Collection entries:

------------------------------------------------------------------------

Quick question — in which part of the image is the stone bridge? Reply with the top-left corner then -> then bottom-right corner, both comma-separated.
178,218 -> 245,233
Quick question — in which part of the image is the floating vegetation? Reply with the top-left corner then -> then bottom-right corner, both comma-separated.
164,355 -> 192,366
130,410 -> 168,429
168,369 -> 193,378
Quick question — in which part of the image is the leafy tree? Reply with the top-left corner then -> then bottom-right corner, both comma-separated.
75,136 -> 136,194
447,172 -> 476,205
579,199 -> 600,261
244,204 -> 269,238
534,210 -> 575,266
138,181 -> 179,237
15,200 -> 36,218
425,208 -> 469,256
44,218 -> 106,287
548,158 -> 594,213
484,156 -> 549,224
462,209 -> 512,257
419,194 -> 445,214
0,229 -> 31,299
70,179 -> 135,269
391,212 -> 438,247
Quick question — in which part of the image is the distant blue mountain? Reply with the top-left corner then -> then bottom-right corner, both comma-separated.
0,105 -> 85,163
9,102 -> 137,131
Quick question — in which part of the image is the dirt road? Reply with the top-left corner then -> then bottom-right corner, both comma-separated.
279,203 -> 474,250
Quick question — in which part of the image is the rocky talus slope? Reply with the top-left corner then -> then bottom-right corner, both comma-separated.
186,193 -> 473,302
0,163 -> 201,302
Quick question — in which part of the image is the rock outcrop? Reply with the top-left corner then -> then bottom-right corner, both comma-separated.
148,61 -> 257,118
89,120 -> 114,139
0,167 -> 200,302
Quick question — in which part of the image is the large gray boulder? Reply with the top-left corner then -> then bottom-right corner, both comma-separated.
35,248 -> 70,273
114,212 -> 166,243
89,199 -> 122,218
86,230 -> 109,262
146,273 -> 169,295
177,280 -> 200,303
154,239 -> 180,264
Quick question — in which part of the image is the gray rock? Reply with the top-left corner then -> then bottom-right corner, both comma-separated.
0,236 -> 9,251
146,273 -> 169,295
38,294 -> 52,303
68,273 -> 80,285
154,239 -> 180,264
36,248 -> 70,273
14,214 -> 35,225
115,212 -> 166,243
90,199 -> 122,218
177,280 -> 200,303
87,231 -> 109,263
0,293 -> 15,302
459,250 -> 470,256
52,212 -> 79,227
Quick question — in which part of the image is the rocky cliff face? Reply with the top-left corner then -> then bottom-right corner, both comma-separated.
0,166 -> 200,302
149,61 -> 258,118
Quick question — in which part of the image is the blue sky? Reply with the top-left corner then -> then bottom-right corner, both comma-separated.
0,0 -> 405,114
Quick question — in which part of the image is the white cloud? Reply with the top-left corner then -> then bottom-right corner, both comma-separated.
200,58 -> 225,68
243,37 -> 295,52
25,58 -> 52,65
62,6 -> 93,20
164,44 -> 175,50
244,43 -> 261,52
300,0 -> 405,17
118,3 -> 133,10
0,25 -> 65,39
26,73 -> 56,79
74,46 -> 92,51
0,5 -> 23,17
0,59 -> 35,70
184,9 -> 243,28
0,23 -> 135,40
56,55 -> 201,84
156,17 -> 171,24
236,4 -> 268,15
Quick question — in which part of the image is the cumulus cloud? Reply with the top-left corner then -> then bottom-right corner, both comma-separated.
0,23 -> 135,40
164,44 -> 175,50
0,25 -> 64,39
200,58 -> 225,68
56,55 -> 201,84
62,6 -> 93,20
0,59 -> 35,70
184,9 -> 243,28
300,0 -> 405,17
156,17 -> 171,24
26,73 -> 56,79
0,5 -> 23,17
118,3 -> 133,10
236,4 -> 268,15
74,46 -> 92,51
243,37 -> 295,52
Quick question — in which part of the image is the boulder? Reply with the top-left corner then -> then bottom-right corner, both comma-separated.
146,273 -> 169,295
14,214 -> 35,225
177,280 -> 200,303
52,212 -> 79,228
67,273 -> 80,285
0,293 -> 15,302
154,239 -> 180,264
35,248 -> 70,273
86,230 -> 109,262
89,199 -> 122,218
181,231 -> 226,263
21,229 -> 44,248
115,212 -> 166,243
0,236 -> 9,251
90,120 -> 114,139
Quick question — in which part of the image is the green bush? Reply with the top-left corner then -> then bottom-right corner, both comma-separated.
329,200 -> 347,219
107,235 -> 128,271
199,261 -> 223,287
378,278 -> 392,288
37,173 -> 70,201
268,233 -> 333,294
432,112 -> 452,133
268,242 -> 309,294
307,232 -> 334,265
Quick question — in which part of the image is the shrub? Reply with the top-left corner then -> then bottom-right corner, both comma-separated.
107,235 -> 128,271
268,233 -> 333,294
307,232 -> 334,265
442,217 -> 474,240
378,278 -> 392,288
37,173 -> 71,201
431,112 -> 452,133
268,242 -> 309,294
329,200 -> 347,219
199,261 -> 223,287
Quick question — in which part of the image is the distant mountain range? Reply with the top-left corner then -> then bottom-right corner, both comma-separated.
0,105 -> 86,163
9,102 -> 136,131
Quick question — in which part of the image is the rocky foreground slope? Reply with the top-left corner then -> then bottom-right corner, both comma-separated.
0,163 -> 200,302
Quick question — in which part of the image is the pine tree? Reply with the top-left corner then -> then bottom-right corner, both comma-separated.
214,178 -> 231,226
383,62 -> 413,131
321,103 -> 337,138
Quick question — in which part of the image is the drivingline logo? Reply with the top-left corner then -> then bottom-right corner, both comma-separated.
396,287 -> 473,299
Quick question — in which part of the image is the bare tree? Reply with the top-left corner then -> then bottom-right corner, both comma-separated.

------------------------------------------------------------------------

WHAT THE EXERCISE ASKS
One line above contains "is the drivingline". Output that line and each one after it, word for word, and nothing else.

YOUR SOLUTION
Quick question — in which part of the image is the drivingline logo? Reply with the top-left corner then -> then bottom-right corner, both comma-separated.
396,287 -> 473,299
Quick question — in which part of the image is the bare tree? Reply with the top-left corner then -> then bottom-right corner, both comma-separated.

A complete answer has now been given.